# Short problem:
Lines from the one containing "In this exercise you will tag the tree" through the last line of the data are to be repeated word for word, both ends included.

# Source records:
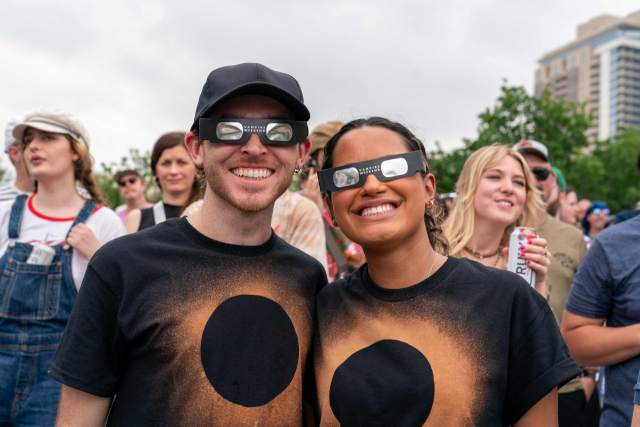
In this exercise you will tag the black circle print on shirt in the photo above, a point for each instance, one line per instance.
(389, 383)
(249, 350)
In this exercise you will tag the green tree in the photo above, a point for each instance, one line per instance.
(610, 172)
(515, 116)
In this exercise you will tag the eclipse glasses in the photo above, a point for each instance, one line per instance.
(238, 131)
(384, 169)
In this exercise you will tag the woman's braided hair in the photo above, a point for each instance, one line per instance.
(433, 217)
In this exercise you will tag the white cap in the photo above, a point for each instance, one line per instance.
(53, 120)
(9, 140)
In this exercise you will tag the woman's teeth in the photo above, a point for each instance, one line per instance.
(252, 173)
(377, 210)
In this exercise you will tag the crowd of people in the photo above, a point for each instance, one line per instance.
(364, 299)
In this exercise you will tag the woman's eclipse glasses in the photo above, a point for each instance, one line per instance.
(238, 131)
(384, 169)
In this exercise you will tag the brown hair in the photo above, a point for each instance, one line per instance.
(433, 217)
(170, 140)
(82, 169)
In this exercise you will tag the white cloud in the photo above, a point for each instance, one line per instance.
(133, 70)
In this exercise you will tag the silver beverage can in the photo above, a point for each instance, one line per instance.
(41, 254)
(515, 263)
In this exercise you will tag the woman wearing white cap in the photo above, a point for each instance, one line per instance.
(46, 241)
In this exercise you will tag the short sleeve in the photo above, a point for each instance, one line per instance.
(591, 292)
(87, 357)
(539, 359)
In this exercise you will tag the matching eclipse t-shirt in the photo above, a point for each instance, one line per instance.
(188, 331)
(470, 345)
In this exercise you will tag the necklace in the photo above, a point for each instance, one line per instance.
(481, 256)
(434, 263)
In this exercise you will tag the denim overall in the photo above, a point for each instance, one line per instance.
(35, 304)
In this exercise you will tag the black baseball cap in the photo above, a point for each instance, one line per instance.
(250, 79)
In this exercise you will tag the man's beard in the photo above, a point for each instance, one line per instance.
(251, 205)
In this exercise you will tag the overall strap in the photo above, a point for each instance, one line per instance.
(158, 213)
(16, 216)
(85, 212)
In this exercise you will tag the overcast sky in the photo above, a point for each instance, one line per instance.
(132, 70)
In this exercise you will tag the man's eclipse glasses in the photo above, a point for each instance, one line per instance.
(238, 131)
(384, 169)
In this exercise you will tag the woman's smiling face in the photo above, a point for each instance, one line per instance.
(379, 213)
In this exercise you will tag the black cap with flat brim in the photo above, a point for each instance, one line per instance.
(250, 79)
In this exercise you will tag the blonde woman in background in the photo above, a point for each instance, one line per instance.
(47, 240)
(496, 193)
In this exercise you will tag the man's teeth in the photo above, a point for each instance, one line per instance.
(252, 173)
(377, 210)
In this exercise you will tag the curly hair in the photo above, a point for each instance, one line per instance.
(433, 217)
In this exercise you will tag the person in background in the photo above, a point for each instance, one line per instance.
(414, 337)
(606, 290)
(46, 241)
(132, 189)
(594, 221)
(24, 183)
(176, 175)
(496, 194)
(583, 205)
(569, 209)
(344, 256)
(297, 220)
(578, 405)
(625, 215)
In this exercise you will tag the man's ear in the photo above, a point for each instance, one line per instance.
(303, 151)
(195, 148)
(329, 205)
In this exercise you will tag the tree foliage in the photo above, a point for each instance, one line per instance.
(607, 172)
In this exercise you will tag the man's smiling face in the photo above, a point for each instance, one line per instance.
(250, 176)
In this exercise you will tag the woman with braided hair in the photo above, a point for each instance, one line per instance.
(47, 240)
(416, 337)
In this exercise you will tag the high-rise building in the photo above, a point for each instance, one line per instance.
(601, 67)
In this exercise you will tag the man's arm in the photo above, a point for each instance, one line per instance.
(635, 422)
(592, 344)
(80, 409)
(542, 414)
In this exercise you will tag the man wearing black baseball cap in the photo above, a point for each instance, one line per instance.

# Completed task:
In this exercise you will tag the tree foliage in the photo above, a point for each instance, one line per instance.
(607, 172)
In this exercise you will tag the man's smiling face in the photo above, a point for each instance, one line per instance.
(250, 176)
In this exercise you will tag the woman with braided hair in the photo above, a point for each instance, one line per instance.
(47, 240)
(416, 337)
In this exercise you will tag the high-rise building in the photo above, a point for each instance, one line per instance.
(601, 67)
In this exercise you will tag the man's arm in the photo above, a point for each instance, one line per instance.
(635, 422)
(592, 344)
(80, 409)
(542, 414)
In this exercise you will tag the man wearing black baseball cap in the photo above, a point for each instance, one line per instance.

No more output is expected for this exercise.